In operation, plasma is formed within plasma formation chamber 24. Gases injected through the ring of inlets 36 are ionized by the alternating electromagnetic field generated upon application of ultra high frequency ("UHF") or radio-frequency ("RF") power to the coil antenna sections 28. As will be discussed in connection with FIGS. 4a through 5b, various electromagnetic field patterns may be generated by coil antenna sections 28 for high-density and uniform plasma generation within plasma formation chamber 24. The electromagnetic fields generated by the coil antenna sections 28 are inductively coupled to the plasma gas medium. These inductively coupled fields increase the density and uniformity of the plasma generated within plasma formation chamber 24.
The plasma may be guided toward the semiconductor wafer 18 by an electric field induced between the plasma source 12 and the wafer 18. This electric field is induced by placing a DC or an AC potential on the wafer 18 and grounding the plasma formation chamber 24.
A sealed viewport 40 may be placed within end plate 30 so as to allow operators or plasma emission sensors to view the plasma within plasma formation chamber 24. As shown in FIG. 2, viewport 40 may be held in place by connectors 41, and a seal may be maintained across the viewport 40 by O-rings 43, 45, and 47. The viewport may be constructed of a suitable optical material, such as sapphire, that is relatively unreactive with the plasma to be generated and has a wide optical transmission band.

= Data extract =

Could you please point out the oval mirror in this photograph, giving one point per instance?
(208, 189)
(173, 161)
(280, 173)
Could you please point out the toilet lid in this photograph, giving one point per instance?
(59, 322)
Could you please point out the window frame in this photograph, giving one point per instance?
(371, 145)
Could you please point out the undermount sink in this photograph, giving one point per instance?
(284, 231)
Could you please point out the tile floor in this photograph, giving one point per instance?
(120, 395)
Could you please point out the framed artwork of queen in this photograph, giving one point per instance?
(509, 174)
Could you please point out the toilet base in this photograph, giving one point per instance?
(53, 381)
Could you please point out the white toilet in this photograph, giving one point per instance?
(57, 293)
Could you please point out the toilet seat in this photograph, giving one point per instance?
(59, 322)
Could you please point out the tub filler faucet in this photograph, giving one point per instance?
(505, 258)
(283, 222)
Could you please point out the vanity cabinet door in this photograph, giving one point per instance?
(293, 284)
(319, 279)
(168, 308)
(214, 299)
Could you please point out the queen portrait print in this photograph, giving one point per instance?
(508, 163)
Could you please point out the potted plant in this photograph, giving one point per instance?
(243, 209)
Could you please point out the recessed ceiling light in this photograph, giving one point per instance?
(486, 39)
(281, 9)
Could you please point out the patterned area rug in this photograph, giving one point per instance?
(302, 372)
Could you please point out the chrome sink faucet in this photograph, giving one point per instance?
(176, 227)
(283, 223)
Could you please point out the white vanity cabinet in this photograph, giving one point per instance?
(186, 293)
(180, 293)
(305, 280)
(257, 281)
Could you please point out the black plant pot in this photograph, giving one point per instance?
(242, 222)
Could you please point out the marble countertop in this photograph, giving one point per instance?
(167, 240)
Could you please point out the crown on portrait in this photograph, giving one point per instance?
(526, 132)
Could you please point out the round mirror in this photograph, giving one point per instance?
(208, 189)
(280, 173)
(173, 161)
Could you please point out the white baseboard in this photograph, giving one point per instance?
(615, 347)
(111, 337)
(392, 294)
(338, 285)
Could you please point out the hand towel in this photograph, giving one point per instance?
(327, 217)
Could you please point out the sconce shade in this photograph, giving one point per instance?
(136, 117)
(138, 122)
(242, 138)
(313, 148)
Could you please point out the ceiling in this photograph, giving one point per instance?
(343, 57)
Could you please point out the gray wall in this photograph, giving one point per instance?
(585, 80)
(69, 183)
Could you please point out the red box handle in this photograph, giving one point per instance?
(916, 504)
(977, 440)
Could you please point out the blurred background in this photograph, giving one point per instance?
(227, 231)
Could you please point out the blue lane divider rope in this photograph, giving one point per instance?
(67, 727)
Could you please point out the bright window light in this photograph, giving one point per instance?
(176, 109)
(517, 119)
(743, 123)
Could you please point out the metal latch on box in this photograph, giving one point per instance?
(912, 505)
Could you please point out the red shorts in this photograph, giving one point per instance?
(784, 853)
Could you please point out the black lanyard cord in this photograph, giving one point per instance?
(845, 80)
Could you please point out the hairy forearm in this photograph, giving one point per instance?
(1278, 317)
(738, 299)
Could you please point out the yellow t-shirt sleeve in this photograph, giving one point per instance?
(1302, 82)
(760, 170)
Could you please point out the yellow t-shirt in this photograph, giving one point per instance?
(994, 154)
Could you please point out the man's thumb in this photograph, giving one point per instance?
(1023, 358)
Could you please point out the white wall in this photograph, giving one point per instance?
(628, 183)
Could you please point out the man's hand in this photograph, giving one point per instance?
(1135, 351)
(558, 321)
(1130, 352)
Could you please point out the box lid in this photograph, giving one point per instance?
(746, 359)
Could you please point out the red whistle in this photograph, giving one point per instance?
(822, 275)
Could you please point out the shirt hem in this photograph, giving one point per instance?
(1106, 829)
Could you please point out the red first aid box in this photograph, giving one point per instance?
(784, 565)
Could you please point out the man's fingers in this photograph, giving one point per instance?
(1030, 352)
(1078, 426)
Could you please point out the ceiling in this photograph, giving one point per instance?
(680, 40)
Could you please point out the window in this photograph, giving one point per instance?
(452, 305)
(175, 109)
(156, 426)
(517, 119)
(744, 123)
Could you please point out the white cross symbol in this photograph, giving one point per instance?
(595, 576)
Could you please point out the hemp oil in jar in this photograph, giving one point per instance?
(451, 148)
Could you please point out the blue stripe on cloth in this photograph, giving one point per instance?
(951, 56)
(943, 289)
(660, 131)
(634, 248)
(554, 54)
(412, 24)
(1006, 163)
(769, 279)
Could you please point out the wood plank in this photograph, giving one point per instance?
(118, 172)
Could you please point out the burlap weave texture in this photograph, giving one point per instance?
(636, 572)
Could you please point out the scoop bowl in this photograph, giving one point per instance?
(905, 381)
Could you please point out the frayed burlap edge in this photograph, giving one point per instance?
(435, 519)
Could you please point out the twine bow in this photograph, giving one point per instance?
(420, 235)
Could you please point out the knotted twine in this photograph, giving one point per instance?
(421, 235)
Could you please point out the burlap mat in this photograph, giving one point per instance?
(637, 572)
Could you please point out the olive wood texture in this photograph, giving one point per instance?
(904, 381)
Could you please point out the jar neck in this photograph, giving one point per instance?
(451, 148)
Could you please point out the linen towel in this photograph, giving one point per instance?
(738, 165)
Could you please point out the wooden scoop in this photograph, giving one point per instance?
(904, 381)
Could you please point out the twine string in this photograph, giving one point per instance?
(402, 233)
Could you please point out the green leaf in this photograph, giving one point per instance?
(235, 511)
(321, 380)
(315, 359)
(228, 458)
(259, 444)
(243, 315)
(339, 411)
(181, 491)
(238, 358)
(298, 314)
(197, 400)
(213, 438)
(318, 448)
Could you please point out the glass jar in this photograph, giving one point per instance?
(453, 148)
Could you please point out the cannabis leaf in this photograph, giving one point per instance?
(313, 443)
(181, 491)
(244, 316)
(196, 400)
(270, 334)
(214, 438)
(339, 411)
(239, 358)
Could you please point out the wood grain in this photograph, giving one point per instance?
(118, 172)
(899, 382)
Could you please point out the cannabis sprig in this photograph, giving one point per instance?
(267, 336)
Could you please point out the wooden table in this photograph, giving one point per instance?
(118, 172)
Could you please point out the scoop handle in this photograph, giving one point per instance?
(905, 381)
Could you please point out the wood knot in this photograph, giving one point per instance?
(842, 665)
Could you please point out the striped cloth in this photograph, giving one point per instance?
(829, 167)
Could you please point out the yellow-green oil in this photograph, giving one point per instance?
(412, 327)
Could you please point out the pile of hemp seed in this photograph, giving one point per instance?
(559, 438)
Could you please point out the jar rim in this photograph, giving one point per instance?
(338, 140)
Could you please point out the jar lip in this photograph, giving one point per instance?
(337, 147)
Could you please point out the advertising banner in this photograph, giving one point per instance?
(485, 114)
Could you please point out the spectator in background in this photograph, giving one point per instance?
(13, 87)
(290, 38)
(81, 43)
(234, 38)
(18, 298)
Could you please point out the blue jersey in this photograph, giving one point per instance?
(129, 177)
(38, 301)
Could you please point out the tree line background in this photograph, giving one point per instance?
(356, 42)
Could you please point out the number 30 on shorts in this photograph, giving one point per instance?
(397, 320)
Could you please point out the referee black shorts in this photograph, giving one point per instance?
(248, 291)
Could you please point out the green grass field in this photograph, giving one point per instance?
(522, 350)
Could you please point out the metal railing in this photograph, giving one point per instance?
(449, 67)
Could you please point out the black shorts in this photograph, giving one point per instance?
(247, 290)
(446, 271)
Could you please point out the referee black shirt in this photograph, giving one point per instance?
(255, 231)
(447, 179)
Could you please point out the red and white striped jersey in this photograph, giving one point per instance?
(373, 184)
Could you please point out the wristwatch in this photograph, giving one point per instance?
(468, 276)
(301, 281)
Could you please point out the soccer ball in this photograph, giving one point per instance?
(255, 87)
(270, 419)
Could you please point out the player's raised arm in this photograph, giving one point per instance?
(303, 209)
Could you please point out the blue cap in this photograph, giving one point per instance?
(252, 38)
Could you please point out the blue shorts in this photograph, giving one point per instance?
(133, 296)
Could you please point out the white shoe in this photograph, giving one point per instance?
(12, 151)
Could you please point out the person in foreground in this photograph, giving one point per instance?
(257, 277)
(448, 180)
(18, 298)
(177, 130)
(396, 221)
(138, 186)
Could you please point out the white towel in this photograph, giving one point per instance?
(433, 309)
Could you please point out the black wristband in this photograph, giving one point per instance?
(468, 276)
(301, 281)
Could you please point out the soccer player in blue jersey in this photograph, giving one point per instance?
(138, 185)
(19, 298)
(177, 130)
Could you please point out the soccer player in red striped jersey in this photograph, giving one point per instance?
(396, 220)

= What to work on =
1 - Summarize the plasma chamber description in two sentences.
2 - Reproduce the plasma chamber description word for word, from "A sealed viewport" up to and including "optical transmission band.".

= Expected responses =
1 - Plasma forms in plasma formation chamber 24 when gases injected through the ring of inlets 36 are ionized by the alternating electromagnetic field produced by applying UHF or RF power to coil antenna sections 28, and these inductively coupled fields increase the plasma's density and uniformity. The plasma may be guided toward semiconductor wafer 18 by an electric field induced by placing a DC or AC potential on the wafer and grounding the chamber, and a sealed viewport 40 in end plate 30, possibly made of sapphire, lets operators or plasma emission sensors view the plasma.

2 -
A sealed viewport 40 may be placed within end plate 30 so as to allow operators or plasma emission sensors to view the plasma within plasma formation chamber 24. As shown in FIG. 2, viewport 40 may be held in place by connectors 41, and a seal may be maintained across the viewport 40 by O-rings 43, 45, and 47. The viewport may be constructed of a suitable optical material, such as sapphire, that is relatively unreactive with the plasma to be generated and has a wide optical transmission band.